▶ What the task asks
Set down each entry from the block beneath, exactly as written.

▶ Data shown
------
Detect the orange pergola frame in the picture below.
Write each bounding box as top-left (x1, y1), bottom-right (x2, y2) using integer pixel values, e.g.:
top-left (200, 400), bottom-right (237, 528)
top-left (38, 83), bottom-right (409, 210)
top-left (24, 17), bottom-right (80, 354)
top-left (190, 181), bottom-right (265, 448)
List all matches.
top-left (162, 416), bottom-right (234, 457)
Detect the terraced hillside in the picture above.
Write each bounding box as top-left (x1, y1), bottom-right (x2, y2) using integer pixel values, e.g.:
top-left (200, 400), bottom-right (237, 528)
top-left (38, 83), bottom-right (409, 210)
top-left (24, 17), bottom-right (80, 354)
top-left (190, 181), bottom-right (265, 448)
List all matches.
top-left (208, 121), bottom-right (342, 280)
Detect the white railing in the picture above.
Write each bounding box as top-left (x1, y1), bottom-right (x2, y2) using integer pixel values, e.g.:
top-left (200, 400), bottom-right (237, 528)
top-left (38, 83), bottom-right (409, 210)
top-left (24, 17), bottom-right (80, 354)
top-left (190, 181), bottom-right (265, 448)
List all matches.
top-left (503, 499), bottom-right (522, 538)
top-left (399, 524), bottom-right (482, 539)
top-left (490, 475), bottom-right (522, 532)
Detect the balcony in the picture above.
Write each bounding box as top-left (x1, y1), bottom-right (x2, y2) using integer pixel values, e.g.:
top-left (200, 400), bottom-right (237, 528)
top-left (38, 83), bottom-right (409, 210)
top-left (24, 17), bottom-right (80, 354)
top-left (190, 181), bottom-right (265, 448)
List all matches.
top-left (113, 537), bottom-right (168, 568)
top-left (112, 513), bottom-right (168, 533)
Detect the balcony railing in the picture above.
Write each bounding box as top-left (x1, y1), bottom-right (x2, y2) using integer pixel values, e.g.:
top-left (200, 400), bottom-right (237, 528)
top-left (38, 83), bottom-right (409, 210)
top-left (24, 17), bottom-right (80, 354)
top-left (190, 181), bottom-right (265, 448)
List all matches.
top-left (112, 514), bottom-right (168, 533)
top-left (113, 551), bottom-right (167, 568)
------
▶ Task solution
Detect the orange pergola frame in the picture below.
Write each bounding box as top-left (x1, y1), bottom-right (x2, y2) using integer pixel values, e.g.:
top-left (200, 400), bottom-right (237, 528)
top-left (38, 83), bottom-right (409, 210)
top-left (24, 17), bottom-right (80, 354)
top-left (190, 181), bottom-right (265, 448)
List all matches.
top-left (162, 416), bottom-right (234, 457)
Detect the terraced hillside in the picture above.
Write each bounding box as top-left (x1, y1), bottom-right (x2, y2) using integer pixel values, e.g.:
top-left (200, 400), bottom-right (237, 528)
top-left (38, 83), bottom-right (409, 210)
top-left (24, 17), bottom-right (80, 354)
top-left (190, 181), bottom-right (265, 448)
List all matches.
top-left (208, 121), bottom-right (342, 280)
Detect the white railing in the picture above.
Write each bounding box as top-left (x1, y1), bottom-right (x2, y2) using integer pixel values, e.g.:
top-left (200, 400), bottom-right (237, 528)
top-left (38, 83), bottom-right (409, 210)
top-left (24, 17), bottom-right (80, 354)
top-left (190, 181), bottom-right (265, 448)
List all matches.
top-left (503, 499), bottom-right (522, 538)
top-left (399, 524), bottom-right (482, 539)
top-left (490, 475), bottom-right (522, 532)
Detect the balcony in the picture above.
Write each bounding box as top-left (x1, y1), bottom-right (x2, y2) using integer pixel values, e.g.:
top-left (200, 400), bottom-right (237, 528)
top-left (38, 83), bottom-right (409, 210)
top-left (24, 17), bottom-right (80, 354)
top-left (190, 181), bottom-right (265, 448)
List all matches.
top-left (113, 537), bottom-right (168, 568)
top-left (112, 513), bottom-right (168, 533)
Detect the balcony railing in the picture above.
Write each bounding box as top-left (x1, y1), bottom-right (x2, y2) using integer pixel values, e.g.:
top-left (200, 400), bottom-right (237, 528)
top-left (38, 83), bottom-right (409, 210)
top-left (24, 17), bottom-right (80, 354)
top-left (190, 181), bottom-right (265, 448)
List all matches.
top-left (112, 514), bottom-right (168, 533)
top-left (113, 551), bottom-right (167, 568)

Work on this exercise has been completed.